WRITTEN TASK: Which lines in the records below contain the word "wooden"? Copy each of those lines.
___ RECORD LIST
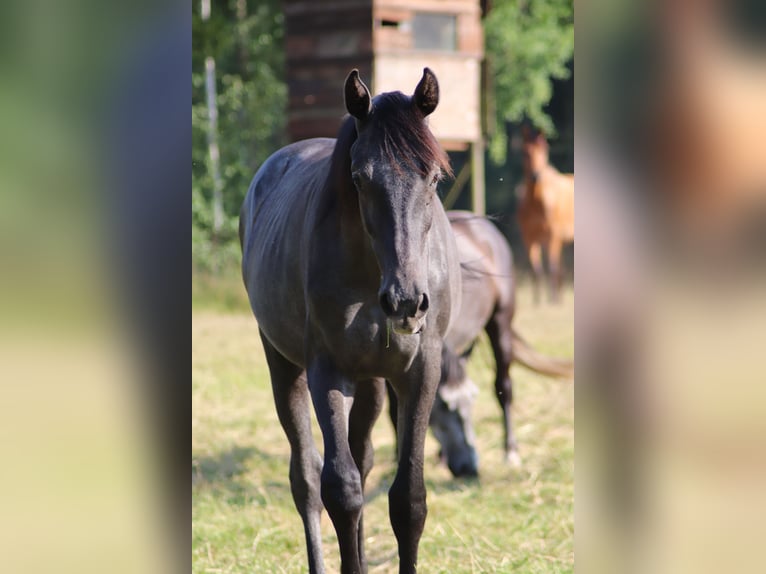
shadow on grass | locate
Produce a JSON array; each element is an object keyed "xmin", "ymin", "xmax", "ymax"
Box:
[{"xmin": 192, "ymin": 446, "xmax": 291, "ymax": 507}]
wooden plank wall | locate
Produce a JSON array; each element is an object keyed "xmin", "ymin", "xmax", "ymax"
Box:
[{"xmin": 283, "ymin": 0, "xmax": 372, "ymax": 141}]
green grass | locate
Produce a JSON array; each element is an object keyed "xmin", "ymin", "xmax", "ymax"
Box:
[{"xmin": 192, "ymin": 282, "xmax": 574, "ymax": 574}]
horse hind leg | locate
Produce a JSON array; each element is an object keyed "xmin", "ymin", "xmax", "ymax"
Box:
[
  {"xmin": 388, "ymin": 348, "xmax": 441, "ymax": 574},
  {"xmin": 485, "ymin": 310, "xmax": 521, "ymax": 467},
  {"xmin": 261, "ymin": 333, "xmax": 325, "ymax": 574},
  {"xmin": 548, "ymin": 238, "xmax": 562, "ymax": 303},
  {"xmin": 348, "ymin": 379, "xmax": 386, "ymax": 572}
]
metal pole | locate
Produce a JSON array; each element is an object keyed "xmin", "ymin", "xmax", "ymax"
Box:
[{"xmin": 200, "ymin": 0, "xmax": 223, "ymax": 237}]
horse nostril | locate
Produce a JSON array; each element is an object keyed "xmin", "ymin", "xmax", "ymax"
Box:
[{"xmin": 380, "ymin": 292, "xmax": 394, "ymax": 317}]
______
___ RECORD LIST
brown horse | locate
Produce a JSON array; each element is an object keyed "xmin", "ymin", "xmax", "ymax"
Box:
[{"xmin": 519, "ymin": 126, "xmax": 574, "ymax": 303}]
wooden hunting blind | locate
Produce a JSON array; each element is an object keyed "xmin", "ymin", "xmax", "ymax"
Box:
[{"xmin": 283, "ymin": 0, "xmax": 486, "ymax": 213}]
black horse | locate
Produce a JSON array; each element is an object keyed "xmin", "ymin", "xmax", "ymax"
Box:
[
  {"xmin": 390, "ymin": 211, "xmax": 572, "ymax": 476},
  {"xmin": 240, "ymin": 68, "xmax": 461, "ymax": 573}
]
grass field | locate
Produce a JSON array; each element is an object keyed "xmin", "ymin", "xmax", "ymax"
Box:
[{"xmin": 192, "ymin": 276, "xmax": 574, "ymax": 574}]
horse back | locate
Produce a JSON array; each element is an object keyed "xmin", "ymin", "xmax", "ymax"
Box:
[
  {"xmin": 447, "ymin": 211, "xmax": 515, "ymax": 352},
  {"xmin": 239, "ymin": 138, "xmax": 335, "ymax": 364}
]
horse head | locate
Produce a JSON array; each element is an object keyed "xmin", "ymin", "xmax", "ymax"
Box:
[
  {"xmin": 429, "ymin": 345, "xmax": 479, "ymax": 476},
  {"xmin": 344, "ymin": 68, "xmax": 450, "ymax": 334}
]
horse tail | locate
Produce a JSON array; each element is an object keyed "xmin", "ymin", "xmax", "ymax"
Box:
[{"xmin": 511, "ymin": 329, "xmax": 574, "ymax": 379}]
______
WRITTEN SOLUTION:
wooden plank wall | locate
wooden hunting blind | locate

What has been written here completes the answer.